Sn sevdalı1:
Nerede görev yaptığını biliyoruz, mevzuatınızı da biliyoruz... Ama emre atama yada benzeri görevlendirmelerle kimin nerey nasıl çekilebildiğini de biliyoruz benzer şekilde lazım olan adamı kurs görevlendirmesi adı altında bile istediniz yere çekersiniz kimsenin ruhu dahi duymaz...
Da personel başkanı ile kuvvet komutanın geçen yılki tayinlerin geç açıklanmasının kök nedenlerini de irdelemek istersen dinleriz...
Gelelim karbonmonoksit meselesine...
Solunan karbondioksitin kaynağını kim neye göre yorumladı?
Yangın varyasyonu ile ilgili bildiğini sandığın şey de doğru değil... Her yanma farklı yanma gazları çıkarır... Ortak olan CO CO2 ve H2O olur... Kükürtlü yanlamarda sülfür dioksit çıkar yanan malzeme hakkında bir şey konuşmadık... Yanan malzeme helikopter yakıtı ise çıkan yanma gazı sülfür içermez... Bu durumda yangın boğulması yada eksoz boğulması yada saf CO boğulması olduğunu ayıramayabilirsin...
Tahminen düşen helikopterin içine hasar sonrası eksoz gazı dolmuş olabilir.. Yani koltuk döşeme tutuşmazsa co2 soluması eksoz dumanı yada yakıt ile de olabilir...
Ha şunu diyebilirdin... Düştüklerinde ölmüş ve solunum durmuş... Velakin biliyoruz ki düştüklerinde hala nefes alıyorlardı...
Ona da itiraz edeceksen... Telefon kayıtlarına göz at...
Her neyse...
Dünya alem söktüklerini biliyor derken bu genel bir prosedür de biz bilmiyoruz sanırım...
Düşen her sivil helikopterin uçuş ekipmanını asker sökmesi gelenek midir?

****************************************

### Hedef A
Metin parçasını "Yangın varyasyonu ile" sözlerinden "biz bilmiyoruz sanırım..." sözlerine kadar yeniden yazın ve "eksoz" kelimesini her geçtiği yerde "egzoz" ile değiştirin.
Metin parçası ile satırlar arasında hiçbir bağ yoktur.

Ham satırlar:

****************************************

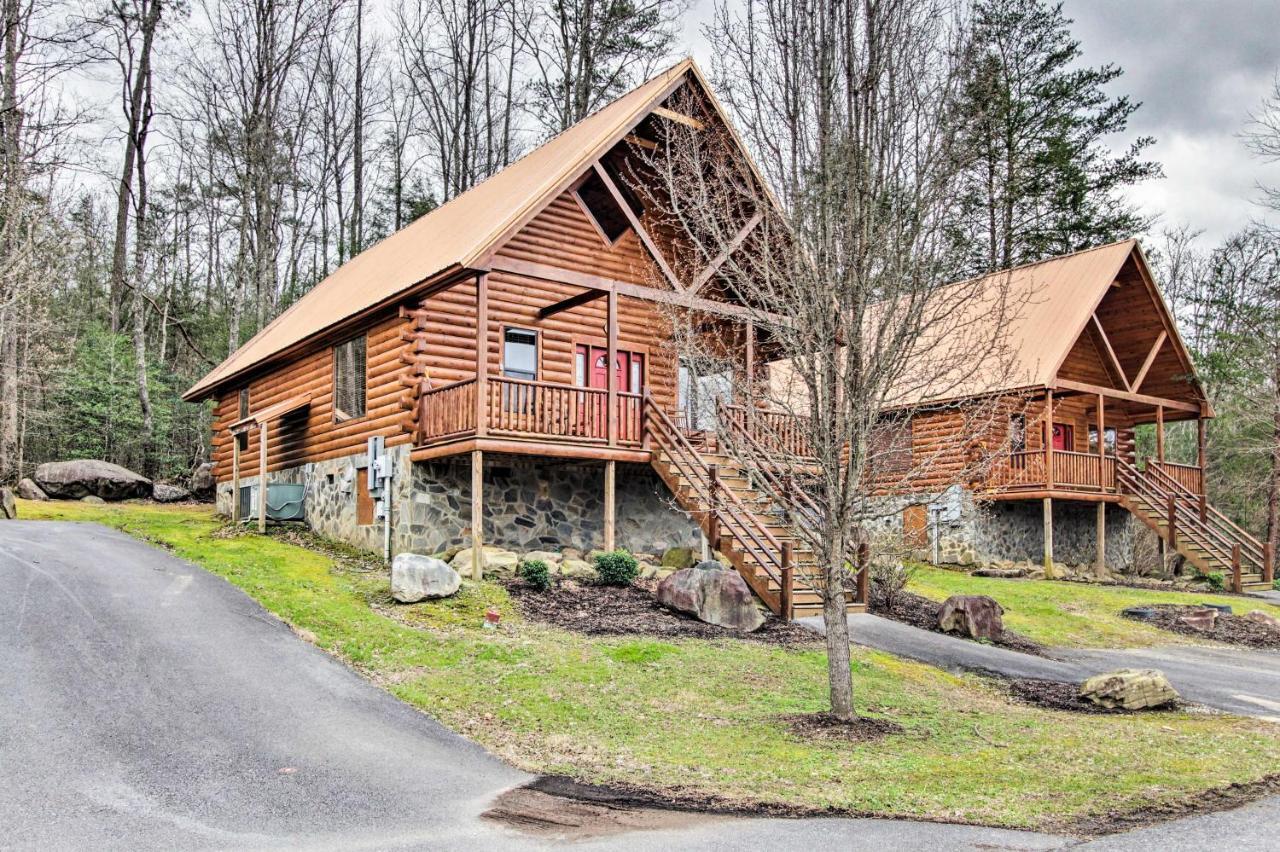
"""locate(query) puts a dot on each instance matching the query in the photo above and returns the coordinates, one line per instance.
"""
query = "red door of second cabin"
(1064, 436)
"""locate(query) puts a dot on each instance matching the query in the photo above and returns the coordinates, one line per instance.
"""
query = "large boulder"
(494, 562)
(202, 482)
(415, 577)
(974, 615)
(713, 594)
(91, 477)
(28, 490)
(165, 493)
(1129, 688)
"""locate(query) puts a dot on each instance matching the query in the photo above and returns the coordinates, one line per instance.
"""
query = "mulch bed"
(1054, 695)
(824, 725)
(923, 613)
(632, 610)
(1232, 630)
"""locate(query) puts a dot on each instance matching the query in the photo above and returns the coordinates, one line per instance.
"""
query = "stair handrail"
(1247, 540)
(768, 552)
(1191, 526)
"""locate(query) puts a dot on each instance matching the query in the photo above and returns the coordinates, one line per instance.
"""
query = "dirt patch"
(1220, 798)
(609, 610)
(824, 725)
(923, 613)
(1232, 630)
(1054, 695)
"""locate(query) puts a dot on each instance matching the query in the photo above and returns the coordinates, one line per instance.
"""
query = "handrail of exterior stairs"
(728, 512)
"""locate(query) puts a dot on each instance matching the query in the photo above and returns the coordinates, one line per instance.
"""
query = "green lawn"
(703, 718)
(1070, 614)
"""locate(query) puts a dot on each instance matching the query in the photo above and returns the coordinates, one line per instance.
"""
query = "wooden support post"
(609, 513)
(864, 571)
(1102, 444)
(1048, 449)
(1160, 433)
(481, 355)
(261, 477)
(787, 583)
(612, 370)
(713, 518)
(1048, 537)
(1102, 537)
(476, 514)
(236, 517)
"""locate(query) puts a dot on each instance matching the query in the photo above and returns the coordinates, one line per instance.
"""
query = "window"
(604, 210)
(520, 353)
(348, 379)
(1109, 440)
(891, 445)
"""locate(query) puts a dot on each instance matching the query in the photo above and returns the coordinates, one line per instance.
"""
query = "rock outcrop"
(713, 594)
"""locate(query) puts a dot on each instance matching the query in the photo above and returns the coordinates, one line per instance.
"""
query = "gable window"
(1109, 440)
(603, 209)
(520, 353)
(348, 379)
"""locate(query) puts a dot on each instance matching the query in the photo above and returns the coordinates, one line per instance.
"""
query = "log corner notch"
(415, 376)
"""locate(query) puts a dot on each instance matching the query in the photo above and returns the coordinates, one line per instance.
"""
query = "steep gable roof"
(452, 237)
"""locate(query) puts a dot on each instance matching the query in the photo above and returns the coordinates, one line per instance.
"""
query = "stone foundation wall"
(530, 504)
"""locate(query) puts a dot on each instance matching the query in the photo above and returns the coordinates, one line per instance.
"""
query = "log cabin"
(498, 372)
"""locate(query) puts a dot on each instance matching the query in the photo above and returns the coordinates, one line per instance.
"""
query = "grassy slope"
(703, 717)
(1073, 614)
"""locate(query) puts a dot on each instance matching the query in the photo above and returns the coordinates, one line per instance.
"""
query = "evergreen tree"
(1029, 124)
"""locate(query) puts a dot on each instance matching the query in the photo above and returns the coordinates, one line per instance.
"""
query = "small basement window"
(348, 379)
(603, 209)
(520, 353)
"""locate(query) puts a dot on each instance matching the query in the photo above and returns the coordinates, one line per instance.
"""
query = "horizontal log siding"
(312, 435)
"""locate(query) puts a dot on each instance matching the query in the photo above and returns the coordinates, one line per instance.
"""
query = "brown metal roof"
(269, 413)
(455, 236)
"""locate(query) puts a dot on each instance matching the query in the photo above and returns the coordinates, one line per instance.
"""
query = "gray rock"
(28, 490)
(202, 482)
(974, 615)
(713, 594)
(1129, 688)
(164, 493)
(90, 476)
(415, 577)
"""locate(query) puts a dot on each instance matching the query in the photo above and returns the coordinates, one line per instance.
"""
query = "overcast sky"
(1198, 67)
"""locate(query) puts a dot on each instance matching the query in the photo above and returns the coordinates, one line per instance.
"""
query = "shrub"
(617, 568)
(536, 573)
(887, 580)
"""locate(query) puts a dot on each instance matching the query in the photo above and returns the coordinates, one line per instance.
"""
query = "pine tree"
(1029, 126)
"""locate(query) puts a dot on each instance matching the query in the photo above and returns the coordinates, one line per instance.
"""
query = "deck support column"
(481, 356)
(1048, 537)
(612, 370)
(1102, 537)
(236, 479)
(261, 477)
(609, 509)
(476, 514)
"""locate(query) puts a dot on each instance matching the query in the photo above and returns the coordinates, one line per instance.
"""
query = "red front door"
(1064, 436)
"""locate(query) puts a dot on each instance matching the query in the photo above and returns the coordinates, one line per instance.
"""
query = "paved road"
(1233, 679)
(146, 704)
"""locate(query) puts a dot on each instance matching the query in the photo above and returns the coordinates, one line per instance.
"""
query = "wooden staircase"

****************************************

### Hedef B
İçinde "cabin" dizesi bulunan satırları süzün ve her birini hiçbir değişiklik yapmadan aktarın.

### Tam çıktı A
Yangın varyasyonu ile ilgili bildiğini sandığın şey de doğru değil... Her yanma farklı yanma gazları çıkarır... Ortak olan CO CO2 ve H2O olur... Kükürtlü yanlamarda sülfür dioksit çıkar yanan malzeme hakkında bir şey konuşmadık... Yanan malzeme helikopter yakıtı ise çıkan yanma gazı sülfür içermez... Bu durumda yangın boğulması yada egzoz boğulması yada saf CO boğulması olduğunu ayıramayabilirsin...
Tahminen düşen helikopterin içine hasar sonrası egzoz gazı dolmuş olabilir.. Yani koltuk döşeme tutuşmazsa co2 soluması egzoz dumanı yada yakıt ile de olabilir...
Ha şunu diyebilirdin... Düştüklerinde ölmüş ve solunum durmuş... Velakin biliyoruz ki düştüklerinde hala nefes alıyorlardı...
Ona da itiraz edeceksen... Telefon kayıtlarına göz at...
Her neyse...
Dünya alem söktüklerini biliyor derken bu genel bir prosedür de biz bilmiyoruz sanırım...

### Tam çıktı B
query = "red door of second cabin"
query = "log cabin"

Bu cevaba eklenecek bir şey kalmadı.